● **SELECTED EXCERPT**:
— Start —
The questioning of anger and the expectation of gratitude “is
predicated on three propositions,” says analyst Andrew Bacevich, propositions which
are sacred to U.S. policymakers and would-be policymakers who get together and exchange
business cards.
Proposition 1: humanity
yearns for liberation ─ as defined in Western (i.e., predominantly liberal,
secular) terms.
Proposition 2: the United
States [by divine guidance or godly edict] has an assigned role of nurturing
and promoting this liberation ─ advancing what George W. Bush termed the ‘Freedom
Agenda.’
Proposition 3: as U.S. intentions
are righteous and benign … the exercise of U.S. power on a global scale merits
respect, and ought to command compliance.
“Belief in these three propositions,” Bacevich says, “depends
on viewing history as ultimately a good-news story. [And] if the good news
appears mingled with bad, the imperative for the faithful is to try harder.
Forget Baghdad and Kabul ─ onward to
Damascus and Tehran.”
But real life is neither fairy tale nor delusion.
History is not a good-news story, the author points out. “Its
destination and purpose remain indecipherable, even (or especially) to an ‘intelligence
community’ that purports to peer into the future but cannot provide adequate
warning of attacks on U.S. diplomatic facilities.” Civilian thinkers do noticeably
no better.
“The ‘Big Idea’” these days is “marketed as explaining
everything in three words or less — ‘Unipolar Moment,’ ‘End of History,’ ‘Clash
of Civilizations,’ ‘Indispensable Nation’ ─ [and boasts] a shelf life of about
six months.”
West’s “freedom” rejected
“The notion that American power can be counted on to deliver
American-style freedom is particularly wrongheaded when applied to the Muslim
world. The problem is not that Arabs,
Iranians, Afghans or Pakistanis have an aversion to freedom,” Bacevich notes. “On
the contrary, they have provided abundant evidence that they hunger for it.”
— End —
● **GOAL**:
Answer these questions on the excerpt about Andrew Bacevich's three propositions:
(a) In what terms does Proposition 1 define the liberation that humanity yearns for?
(b) According to the text, what is the approximate shelf life of the "Big Idea"?
(c) Which two cities follow the words "Forget Baghdad and Kabul ─ onward to"?
Answer using only the text given here, without drawing on outside knowledge.

● **MATERIAL SHOWN**:
— Start —
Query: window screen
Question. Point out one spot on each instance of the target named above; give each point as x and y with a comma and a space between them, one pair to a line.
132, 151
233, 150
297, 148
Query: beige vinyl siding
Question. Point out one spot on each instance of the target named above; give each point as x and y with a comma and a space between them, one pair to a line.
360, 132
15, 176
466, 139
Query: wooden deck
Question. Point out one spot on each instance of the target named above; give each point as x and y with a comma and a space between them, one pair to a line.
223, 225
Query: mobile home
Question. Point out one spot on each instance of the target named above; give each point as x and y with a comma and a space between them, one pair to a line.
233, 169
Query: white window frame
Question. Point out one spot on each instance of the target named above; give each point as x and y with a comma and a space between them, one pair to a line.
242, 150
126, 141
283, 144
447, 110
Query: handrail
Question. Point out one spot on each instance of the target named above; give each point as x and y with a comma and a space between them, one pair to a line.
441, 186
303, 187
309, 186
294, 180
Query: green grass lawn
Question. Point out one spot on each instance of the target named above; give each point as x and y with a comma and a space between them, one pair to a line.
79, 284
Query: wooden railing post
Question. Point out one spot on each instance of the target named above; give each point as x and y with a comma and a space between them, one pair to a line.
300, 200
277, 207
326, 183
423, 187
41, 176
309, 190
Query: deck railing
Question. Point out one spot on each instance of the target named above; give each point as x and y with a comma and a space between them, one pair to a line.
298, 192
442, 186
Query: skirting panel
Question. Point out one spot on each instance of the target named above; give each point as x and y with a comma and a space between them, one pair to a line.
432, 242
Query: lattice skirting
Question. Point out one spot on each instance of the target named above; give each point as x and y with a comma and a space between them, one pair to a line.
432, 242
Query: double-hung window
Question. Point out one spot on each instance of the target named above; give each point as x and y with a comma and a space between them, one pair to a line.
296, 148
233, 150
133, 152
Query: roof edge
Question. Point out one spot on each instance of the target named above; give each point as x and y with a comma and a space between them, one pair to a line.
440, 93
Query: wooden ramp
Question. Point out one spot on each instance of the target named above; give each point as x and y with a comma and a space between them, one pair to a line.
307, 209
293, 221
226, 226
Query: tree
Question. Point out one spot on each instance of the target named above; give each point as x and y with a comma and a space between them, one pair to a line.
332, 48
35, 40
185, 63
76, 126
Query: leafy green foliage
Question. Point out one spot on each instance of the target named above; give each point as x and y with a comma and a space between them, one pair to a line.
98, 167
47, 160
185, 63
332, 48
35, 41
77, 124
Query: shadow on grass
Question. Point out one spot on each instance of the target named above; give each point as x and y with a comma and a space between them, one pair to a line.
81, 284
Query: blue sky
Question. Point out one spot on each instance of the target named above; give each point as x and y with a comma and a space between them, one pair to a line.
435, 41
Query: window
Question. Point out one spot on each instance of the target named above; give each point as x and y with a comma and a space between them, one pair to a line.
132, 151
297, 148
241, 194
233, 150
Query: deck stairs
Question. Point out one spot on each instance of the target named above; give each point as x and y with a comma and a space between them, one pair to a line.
— End —
● **FINAL RESULT**:
(a) Western terms, described as predominantly liberal and secular.
(b) About six months.
(c) Damascus and Tehran.